BRIEF: Could you set down exactly the lines in the records below between the line holding "Target: blonde hair" and the line holding "Mark one point on every instance of the teal", inclusive?

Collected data
------------------------

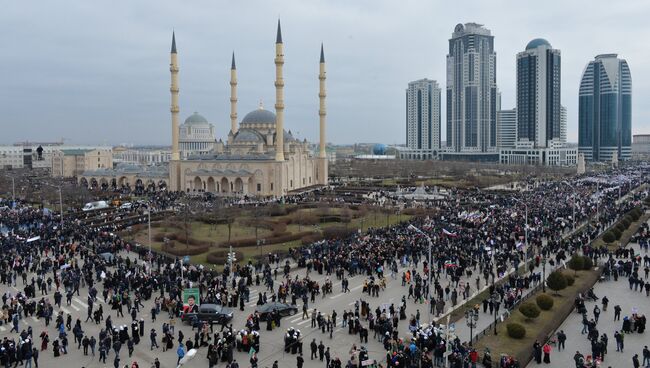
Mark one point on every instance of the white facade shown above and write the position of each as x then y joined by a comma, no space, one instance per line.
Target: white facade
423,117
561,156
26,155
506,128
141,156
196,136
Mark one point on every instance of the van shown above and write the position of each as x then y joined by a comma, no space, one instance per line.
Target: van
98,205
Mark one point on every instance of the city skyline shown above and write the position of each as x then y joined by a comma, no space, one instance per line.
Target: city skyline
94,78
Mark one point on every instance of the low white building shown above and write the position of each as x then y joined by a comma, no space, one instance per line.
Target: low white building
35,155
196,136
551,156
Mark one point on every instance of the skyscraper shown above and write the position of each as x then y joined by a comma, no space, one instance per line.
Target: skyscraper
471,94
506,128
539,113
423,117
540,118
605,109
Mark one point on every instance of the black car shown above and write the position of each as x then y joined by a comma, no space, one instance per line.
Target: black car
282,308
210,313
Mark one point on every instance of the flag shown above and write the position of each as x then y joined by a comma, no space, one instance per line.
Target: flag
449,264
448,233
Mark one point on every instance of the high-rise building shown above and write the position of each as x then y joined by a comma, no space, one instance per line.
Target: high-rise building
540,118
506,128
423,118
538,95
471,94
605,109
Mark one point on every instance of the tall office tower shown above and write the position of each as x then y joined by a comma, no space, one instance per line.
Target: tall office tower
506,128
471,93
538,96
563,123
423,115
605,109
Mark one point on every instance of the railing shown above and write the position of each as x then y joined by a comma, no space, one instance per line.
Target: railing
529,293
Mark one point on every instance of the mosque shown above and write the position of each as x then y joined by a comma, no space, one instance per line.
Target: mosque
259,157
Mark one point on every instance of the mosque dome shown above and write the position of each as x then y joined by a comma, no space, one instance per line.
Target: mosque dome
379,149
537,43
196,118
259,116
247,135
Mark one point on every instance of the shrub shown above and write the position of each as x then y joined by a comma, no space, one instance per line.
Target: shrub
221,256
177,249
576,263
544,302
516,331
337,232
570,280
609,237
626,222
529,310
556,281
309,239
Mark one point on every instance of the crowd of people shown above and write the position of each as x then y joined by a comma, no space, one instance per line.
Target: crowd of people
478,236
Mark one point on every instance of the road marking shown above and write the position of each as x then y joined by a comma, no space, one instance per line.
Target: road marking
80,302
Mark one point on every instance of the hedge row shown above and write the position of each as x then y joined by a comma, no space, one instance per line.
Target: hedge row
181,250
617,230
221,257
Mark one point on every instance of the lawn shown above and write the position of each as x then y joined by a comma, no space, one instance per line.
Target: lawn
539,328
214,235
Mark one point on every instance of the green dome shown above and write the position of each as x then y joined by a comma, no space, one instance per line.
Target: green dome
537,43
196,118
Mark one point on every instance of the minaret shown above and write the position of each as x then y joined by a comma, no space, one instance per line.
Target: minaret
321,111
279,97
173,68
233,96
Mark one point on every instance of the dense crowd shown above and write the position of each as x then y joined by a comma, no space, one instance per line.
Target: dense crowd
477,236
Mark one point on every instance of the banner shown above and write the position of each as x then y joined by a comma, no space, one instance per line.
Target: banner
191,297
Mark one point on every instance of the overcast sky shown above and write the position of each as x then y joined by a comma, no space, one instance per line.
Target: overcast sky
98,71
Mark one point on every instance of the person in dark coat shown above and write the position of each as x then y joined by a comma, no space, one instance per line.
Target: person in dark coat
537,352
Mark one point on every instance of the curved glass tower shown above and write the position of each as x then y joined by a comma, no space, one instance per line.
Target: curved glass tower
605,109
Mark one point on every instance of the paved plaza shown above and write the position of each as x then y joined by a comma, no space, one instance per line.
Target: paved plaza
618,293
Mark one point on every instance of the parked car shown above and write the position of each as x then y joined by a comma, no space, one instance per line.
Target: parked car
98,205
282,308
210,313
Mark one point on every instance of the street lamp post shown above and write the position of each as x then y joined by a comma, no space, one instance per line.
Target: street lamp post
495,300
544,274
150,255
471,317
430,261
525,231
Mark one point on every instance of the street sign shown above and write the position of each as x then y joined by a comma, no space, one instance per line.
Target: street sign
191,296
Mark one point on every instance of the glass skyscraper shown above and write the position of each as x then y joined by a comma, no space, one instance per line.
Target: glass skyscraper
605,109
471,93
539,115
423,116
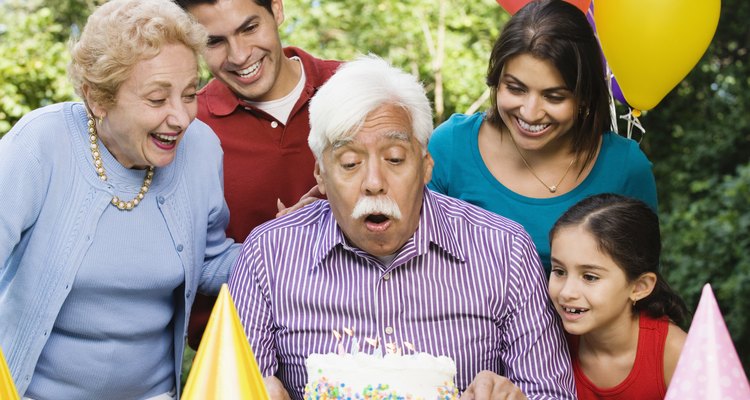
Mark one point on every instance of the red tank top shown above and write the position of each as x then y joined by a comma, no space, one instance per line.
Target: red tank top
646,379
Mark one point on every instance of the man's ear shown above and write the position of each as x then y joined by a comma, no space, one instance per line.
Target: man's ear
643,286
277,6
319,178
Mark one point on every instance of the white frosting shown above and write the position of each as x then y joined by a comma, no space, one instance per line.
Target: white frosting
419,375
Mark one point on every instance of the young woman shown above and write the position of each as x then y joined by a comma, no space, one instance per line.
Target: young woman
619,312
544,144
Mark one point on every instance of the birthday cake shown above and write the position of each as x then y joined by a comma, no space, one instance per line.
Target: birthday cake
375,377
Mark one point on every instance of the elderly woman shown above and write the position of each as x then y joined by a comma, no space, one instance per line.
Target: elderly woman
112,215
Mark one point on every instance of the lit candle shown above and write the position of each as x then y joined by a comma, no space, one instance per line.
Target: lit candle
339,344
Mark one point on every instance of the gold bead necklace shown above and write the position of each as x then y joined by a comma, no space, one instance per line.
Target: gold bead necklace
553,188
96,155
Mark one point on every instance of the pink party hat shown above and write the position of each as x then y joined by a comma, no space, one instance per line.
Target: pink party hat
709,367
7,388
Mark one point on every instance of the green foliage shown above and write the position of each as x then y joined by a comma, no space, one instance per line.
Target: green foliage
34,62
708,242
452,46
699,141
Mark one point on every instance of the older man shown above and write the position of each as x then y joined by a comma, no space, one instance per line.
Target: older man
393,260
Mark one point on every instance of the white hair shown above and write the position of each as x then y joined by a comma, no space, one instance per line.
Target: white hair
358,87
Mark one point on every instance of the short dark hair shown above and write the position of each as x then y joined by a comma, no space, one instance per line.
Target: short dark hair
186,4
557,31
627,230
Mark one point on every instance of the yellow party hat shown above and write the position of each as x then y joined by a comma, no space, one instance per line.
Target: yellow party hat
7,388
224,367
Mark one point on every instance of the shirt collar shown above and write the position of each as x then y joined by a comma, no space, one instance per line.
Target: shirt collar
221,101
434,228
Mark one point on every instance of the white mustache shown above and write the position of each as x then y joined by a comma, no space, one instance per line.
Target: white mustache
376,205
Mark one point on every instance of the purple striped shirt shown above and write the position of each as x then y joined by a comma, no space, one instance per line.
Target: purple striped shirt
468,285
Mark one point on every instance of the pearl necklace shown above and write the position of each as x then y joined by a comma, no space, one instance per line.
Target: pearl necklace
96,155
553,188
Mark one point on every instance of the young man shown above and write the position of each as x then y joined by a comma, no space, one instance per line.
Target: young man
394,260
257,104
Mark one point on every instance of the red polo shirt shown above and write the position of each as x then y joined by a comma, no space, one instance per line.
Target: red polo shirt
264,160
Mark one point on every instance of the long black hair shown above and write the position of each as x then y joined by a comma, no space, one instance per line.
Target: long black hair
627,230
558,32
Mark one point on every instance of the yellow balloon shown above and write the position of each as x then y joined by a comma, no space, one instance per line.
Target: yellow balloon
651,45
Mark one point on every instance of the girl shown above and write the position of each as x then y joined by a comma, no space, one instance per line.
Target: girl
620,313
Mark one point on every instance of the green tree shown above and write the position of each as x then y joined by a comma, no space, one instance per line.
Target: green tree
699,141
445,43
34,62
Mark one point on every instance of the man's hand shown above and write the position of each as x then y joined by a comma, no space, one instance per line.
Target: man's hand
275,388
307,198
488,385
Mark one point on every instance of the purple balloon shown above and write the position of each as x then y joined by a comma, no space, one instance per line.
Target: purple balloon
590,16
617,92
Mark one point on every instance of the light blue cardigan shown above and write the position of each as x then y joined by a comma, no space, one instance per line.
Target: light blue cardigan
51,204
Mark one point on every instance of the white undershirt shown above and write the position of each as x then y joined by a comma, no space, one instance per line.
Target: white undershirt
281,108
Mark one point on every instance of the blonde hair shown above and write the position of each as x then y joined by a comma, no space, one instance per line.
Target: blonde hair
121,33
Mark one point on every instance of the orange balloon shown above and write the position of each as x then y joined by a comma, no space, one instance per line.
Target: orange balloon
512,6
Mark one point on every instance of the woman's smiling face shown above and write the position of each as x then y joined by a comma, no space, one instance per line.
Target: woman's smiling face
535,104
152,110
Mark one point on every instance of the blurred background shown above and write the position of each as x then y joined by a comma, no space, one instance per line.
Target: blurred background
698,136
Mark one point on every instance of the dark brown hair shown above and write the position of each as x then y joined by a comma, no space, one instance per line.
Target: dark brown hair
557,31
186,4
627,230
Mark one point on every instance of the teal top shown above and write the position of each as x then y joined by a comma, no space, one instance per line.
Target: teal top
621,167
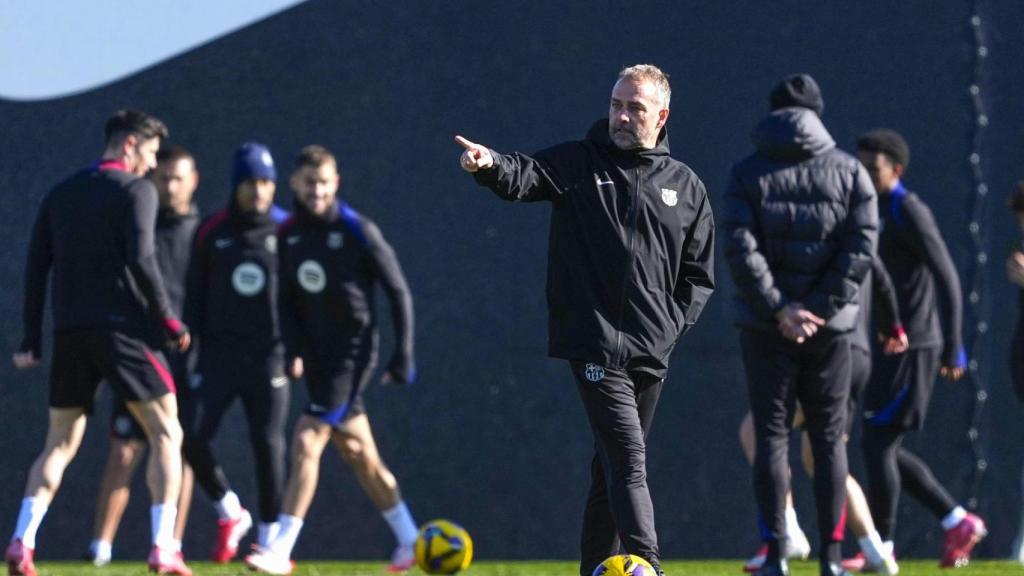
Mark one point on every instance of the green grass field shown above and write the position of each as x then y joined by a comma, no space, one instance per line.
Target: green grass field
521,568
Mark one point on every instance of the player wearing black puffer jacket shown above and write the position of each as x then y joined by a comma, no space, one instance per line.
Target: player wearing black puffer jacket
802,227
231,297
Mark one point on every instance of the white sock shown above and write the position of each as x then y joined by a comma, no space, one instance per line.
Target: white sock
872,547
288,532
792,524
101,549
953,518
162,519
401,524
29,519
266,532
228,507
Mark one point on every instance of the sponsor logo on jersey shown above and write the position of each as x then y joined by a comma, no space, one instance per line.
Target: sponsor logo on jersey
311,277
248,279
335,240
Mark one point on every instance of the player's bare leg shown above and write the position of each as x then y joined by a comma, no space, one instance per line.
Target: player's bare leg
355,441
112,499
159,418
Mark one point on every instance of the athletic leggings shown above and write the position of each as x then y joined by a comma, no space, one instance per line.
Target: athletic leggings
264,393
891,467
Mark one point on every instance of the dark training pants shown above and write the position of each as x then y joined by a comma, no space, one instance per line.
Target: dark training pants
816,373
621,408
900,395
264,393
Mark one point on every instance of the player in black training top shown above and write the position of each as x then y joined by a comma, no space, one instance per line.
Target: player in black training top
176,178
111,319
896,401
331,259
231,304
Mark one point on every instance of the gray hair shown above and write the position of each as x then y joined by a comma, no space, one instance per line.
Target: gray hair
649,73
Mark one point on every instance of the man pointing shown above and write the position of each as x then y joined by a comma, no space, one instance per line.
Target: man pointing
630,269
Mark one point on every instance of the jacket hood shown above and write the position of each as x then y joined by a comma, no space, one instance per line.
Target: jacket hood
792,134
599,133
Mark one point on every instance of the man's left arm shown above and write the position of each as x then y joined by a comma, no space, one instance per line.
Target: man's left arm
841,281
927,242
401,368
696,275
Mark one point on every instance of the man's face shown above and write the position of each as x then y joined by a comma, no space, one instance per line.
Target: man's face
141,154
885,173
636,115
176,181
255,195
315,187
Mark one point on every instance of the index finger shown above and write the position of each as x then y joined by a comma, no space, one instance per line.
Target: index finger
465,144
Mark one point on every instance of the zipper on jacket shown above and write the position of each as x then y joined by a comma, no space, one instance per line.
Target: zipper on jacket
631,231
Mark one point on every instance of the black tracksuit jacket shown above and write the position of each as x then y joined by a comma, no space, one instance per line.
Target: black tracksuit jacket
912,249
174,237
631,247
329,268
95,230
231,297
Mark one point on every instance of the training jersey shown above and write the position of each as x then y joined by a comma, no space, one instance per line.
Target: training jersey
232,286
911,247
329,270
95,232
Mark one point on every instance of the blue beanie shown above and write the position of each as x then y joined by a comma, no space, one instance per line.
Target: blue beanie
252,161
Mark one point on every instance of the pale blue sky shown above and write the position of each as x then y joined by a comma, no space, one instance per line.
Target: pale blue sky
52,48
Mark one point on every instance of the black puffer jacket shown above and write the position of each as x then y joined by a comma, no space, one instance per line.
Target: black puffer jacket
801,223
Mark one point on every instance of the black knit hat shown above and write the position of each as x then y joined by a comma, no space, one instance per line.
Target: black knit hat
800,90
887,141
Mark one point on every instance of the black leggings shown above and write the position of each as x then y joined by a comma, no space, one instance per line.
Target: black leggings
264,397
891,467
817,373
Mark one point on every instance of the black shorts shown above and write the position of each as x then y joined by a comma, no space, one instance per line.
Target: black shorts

------------------------

OUTPUT OF THE TASK:
Target: blonde hair
121,33
Mark one point on every instance of the orange balloon shown above and write the position of each as x then y joined by a comma, no space, one instance per line.
Target: orange balloon
512,6
Mark one point on every instance of the woman's smiling face shown above and write the position of each as x then y joined by a comma, no space, one instance per line.
Target: woman's smiling face
535,104
152,110
Mark one point on every instance of the blurred background shown above and write the position of each as x then y joined by a comma, no space, one instance per line.
Target: blurred background
698,136
Mark one point on every instance of the dark brown hair shown above and write the position of each as x then y joined by a comma, no space, one instance per line.
Target: dark brown hair
557,31
186,4
627,230
Mark one point on every instance of the teal top shown above and write the position of each as x then y joined by a comma, no space, one instance per line.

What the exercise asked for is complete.